Trecho para leitura:
Opinião

O STF, o estado de exceção e a prisão do deputado federal Daniel Silveira

Autor

  • Bruno Cozza Saraiva

    é professor do Mestrado Internacional em Direito Privado Europeu da Università Mediterranea di Reggio Calabria Itália realiza estágio pós-doutoral em Novas Tecnologias e Direito com bolsa da própria instituição no MICHR (Mediterranea International Centre for Human Rights Research) da Università degli Studi Mediterranea di Reggio Calabria Itália doutor em Direito Público pela Universidade do Vale do Rio dos Sinos UNISINOS com estágio na Università Degli Studi Firenze UNIFI Itália mestre em Direito Público pela Universidade do Vale do Rio dos Sinos UNISINOS pós-graduado em Direito Penal Econômico Aplicado pela Escola Superior da Magistratura Federal no Rio Grande do Sul ESMAFE.

Suas tarefas:
1) Responda sobre o artigo a respeito da prisão de Daniel Silveira:
(a) Segundo o título, qual cargo Daniel Silveira ocupa?
(b) Quem é o autor indicado?
(c) Por qual universidade o autor é doutor em Direito Público?
2) Repita o trecho do artigo sobre a prisão de Daniel Silveira desde "O STF, o estado" até "do Sul ESMAFE.", inclusive.
3) Dê sequência ao artigo sobre a prisão de Daniel Silveira, começando logo após a última frase apresentada.

Linhas de dados:
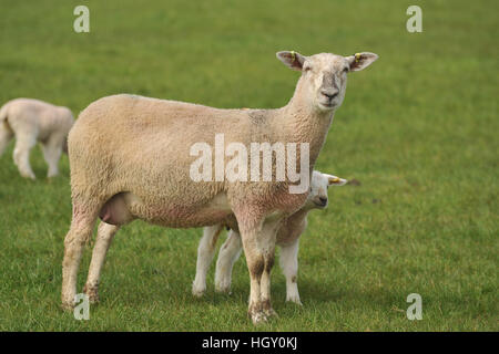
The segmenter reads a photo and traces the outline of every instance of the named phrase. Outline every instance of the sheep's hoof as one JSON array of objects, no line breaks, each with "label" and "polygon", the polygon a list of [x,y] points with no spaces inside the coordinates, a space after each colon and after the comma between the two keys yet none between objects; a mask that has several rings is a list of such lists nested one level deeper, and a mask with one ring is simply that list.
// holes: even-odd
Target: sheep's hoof
[{"label": "sheep's hoof", "polygon": [[299,301],[299,298],[287,298],[286,302],[293,302],[294,304],[298,305],[298,306],[303,306],[302,301]]},{"label": "sheep's hoof", "polygon": [[85,284],[83,288],[83,293],[86,294],[86,296],[89,296],[89,302],[90,303],[99,303],[100,299],[99,299],[99,285],[89,285]]}]

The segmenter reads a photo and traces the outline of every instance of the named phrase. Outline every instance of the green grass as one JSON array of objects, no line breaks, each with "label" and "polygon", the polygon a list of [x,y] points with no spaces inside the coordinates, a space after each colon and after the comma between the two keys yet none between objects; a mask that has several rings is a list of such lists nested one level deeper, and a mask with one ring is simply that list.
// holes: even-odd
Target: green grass
[{"label": "green grass", "polygon": [[[276,59],[371,51],[350,75],[316,168],[360,186],[335,188],[302,239],[303,308],[246,317],[244,260],[233,294],[191,295],[198,229],[136,221],[121,230],[90,321],[60,310],[63,238],[71,219],[62,175],[22,179],[12,144],[0,158],[2,331],[498,331],[497,1],[417,1],[424,32],[408,33],[414,1],[84,1],[91,32],[72,30],[82,1],[2,0],[0,102],[67,105],[128,92],[218,107],[278,107],[298,75]],[[237,3],[237,4],[235,4]],[[82,289],[90,259],[80,271]],[[422,296],[408,321],[409,293]]]}]

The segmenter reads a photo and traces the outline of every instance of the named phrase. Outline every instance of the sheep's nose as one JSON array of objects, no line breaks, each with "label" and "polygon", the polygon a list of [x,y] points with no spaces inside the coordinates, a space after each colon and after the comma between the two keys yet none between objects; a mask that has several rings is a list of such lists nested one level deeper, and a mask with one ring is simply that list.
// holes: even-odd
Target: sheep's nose
[{"label": "sheep's nose", "polygon": [[333,100],[334,97],[336,97],[338,95],[338,91],[326,91],[326,90],[322,90],[320,93],[323,95],[325,95],[327,98]]}]

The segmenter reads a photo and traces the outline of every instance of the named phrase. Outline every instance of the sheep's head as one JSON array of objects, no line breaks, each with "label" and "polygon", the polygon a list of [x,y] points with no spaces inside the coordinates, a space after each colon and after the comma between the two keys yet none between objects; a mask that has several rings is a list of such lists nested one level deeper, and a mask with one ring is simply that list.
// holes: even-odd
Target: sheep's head
[{"label": "sheep's head", "polygon": [[377,54],[363,52],[350,56],[320,53],[310,56],[297,52],[278,52],[277,59],[293,70],[302,72],[302,94],[319,111],[333,111],[345,97],[347,74],[360,71],[378,59]]},{"label": "sheep's head", "polygon": [[346,179],[322,174],[314,170],[312,174],[310,192],[308,194],[305,208],[307,209],[324,209],[327,207],[327,189],[329,186],[343,186],[347,183]]}]

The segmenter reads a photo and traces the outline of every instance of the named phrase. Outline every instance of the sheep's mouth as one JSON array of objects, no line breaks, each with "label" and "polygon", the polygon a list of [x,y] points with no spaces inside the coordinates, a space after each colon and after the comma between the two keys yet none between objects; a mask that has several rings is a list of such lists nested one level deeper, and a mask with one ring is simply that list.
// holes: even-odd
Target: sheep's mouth
[{"label": "sheep's mouth", "polygon": [[319,209],[324,209],[327,207],[327,201],[314,201],[314,205]]},{"label": "sheep's mouth", "polygon": [[333,110],[335,107],[335,104],[333,102],[319,102],[319,106],[324,110]]}]

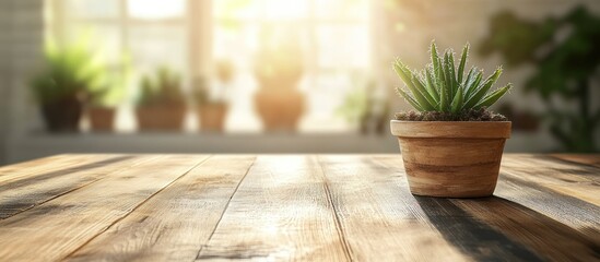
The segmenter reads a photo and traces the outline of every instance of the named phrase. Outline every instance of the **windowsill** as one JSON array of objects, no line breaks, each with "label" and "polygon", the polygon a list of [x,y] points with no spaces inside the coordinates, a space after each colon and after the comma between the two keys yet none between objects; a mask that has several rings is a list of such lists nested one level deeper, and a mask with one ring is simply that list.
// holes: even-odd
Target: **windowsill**
[{"label": "windowsill", "polygon": [[9,142],[8,162],[62,153],[342,154],[395,153],[391,135],[357,133],[62,133],[32,132]]}]

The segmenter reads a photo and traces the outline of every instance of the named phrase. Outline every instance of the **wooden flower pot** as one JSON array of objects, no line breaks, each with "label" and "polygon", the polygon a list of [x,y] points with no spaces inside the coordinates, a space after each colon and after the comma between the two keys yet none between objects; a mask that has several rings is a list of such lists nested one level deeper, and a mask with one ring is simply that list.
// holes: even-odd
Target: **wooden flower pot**
[{"label": "wooden flower pot", "polygon": [[109,132],[114,130],[116,115],[115,108],[91,107],[87,108],[87,115],[90,117],[90,126],[92,131]]},{"label": "wooden flower pot", "polygon": [[223,132],[227,105],[224,103],[207,104],[198,108],[200,129],[202,131]]},{"label": "wooden flower pot", "polygon": [[494,193],[510,122],[390,122],[410,190],[416,195],[480,198]]},{"label": "wooden flower pot", "polygon": [[260,91],[255,103],[267,131],[295,131],[304,112],[304,96],[294,90]]},{"label": "wooden flower pot", "polygon": [[138,129],[142,131],[180,131],[186,117],[186,106],[149,105],[136,109]]}]

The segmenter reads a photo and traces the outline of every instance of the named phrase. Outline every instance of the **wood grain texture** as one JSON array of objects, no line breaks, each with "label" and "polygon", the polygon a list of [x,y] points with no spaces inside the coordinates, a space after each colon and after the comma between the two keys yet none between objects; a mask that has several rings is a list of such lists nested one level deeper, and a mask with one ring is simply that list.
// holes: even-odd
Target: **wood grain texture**
[{"label": "wood grain texture", "polygon": [[32,179],[34,176],[46,174],[49,170],[56,171],[59,169],[85,169],[90,163],[101,162],[107,158],[117,157],[118,155],[55,155],[31,162],[19,163],[5,167],[0,167],[0,183],[20,178]]},{"label": "wood grain texture", "polygon": [[55,156],[0,167],[0,261],[600,261],[578,157],[505,154],[463,200],[411,194],[400,154]]},{"label": "wood grain texture", "polygon": [[551,157],[562,160],[600,167],[600,156],[593,154],[552,154]]},{"label": "wood grain texture", "polygon": [[[46,166],[46,172],[28,172],[27,168],[25,168],[23,172],[28,172],[28,176],[23,175],[0,183],[0,219],[8,218],[93,183],[111,172],[151,160],[156,156],[136,157],[132,155],[113,155],[87,157],[82,159],[79,157],[62,156],[58,159],[52,159],[52,163],[58,162],[60,164],[56,164],[55,166],[43,165]],[[63,166],[69,165],[68,160],[59,162],[63,158],[73,158],[77,165],[73,163],[71,166]]]},{"label": "wood grain texture", "polygon": [[198,260],[348,260],[319,168],[306,156],[259,156]]},{"label": "wood grain texture", "polygon": [[70,261],[192,261],[252,156],[213,156],[72,253]]},{"label": "wood grain texture", "polygon": [[600,205],[600,168],[529,154],[511,155],[503,167],[514,179]]},{"label": "wood grain texture", "polygon": [[0,258],[5,261],[62,259],[204,158],[160,157],[0,221]]},{"label": "wood grain texture", "polygon": [[400,156],[381,167],[361,156],[321,156],[323,176],[355,261],[469,261],[426,222]]}]

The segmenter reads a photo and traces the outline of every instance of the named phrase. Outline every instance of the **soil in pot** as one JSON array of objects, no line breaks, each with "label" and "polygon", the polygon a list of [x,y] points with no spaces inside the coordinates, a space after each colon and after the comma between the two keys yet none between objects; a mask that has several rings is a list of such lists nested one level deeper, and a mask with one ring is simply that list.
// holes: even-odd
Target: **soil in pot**
[{"label": "soil in pot", "polygon": [[392,120],[413,194],[482,198],[493,194],[510,122]]},{"label": "soil in pot", "polygon": [[186,106],[146,105],[136,109],[138,129],[141,131],[180,131],[186,116]]},{"label": "soil in pot", "polygon": [[109,107],[90,107],[87,116],[92,131],[109,132],[114,130],[116,109]]},{"label": "soil in pot", "polygon": [[223,132],[227,115],[225,103],[205,104],[198,108],[200,129],[202,131]]},{"label": "soil in pot", "polygon": [[66,97],[40,106],[49,132],[79,132],[83,104],[75,97]]},{"label": "soil in pot", "polygon": [[295,131],[304,112],[304,96],[294,90],[260,91],[255,104],[267,131]]}]

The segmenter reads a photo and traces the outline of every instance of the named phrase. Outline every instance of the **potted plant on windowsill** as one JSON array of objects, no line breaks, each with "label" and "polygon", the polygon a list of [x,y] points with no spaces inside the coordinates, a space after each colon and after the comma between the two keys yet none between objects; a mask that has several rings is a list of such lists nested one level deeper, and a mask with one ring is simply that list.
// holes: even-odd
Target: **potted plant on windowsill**
[{"label": "potted plant on windowsill", "polygon": [[464,74],[468,52],[466,45],[456,68],[452,51],[439,57],[432,43],[432,64],[423,71],[393,63],[408,88],[397,92],[417,110],[399,112],[390,122],[413,194],[478,198],[492,195],[496,187],[510,122],[486,108],[511,84],[490,92],[501,68],[486,79],[475,68]]},{"label": "potted plant on windowsill", "polygon": [[30,86],[39,103],[49,132],[79,132],[79,123],[91,91],[102,83],[104,68],[89,51],[87,38],[57,46],[49,40],[43,69]]},{"label": "potted plant on windowsill", "polygon": [[90,103],[86,107],[92,131],[111,132],[115,129],[117,106],[122,102],[125,90],[130,80],[129,59],[123,57],[119,64],[122,70],[107,75],[108,79],[99,88],[90,91]]},{"label": "potted plant on windowsill", "polygon": [[304,112],[304,95],[296,88],[303,75],[301,48],[293,44],[264,46],[255,68],[260,90],[256,109],[267,131],[295,131]]},{"label": "potted plant on windowsill", "polygon": [[[197,106],[200,130],[223,132],[228,103],[223,93],[211,88],[207,80],[198,78],[193,81],[193,98]],[[215,83],[213,83],[215,84]],[[216,86],[216,88],[225,86]]]},{"label": "potted plant on windowsill", "polygon": [[155,78],[142,78],[141,96],[136,109],[140,130],[181,130],[186,109],[181,79],[177,73],[162,67]]}]

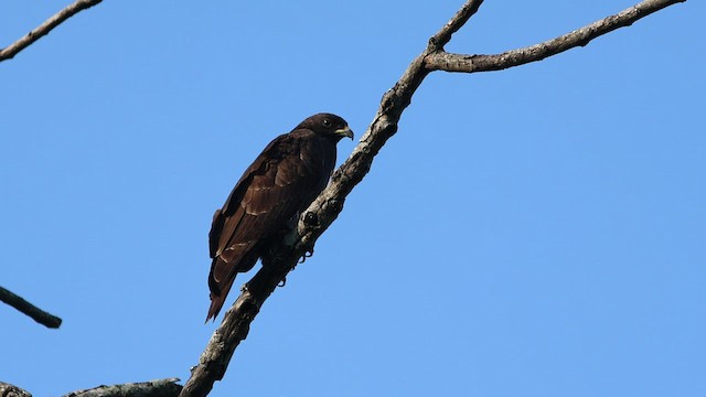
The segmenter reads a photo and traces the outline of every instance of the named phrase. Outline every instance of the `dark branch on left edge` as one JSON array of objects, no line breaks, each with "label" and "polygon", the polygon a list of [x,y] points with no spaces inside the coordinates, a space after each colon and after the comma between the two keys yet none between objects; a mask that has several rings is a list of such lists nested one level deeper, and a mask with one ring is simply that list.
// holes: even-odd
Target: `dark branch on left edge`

Respostas por tarefa:
1)
(a) Deputado federal.
(b) Bruno Cozza Saraiva.
(c) Pela Universidade do Vale do Rio dos Sinos (UNISINOS).

2)
O STF, o estado de exceção e a prisão do deputado federal Daniel Silveira

Autor

  • Bruno Cozza Saraiva

    é professor do Mestrado Internacional em Direito Privado Europeu da Università Mediterranea di Reggio Calabria Itália realiza estágio pós-doutoral em Novas Tecnologias e Direito com bolsa da própria instituição no MICHR (Mediterranea International Centre for Human Rights Research) da Università degli Studi Mediterranea di Reggio Calabria Itália doutor em Direito Público pela Universidade do Vale do Rio dos Sinos UNISINOS com estágio na Università Degli Studi Firenze UNIFI Itália mestre em Direito Público pela Universidade do Vale do Rio dos Sinos UNISINOS pós-graduado em Direito Penal Econômico Aplicado pela Escola Superior da Magistratura Federal no Rio Grande do Sul ESMAFE.

3)
3 de março de 2021, 20h37

A Filosofia da História, em autores como Quentin Skinner, na obra "Liberdade antes do liberalismo", retrata, como ponto de partida para o desenvolvimento do constitucionalismo, este enquanto fenômeno jurídico-civilizacional, direitos como a "liberdade de discurso, de movimento e de contrato" [1].

Todos esses direitos, no que se refere às Constituições modernas, foram incorporados na principiologia ou convertidos em direitos e garantias, naquilo que hoje denominamos, pós-2ª Guerra, de Constitucionalismo Democrático. No caso brasileiro, é dizer, na Constituição Federal de 1988, podemos verificá-los no Título I, dos direitos e garantias fundamentais, e no Capítulo I, dos direitos e deveres individuais e coletivos.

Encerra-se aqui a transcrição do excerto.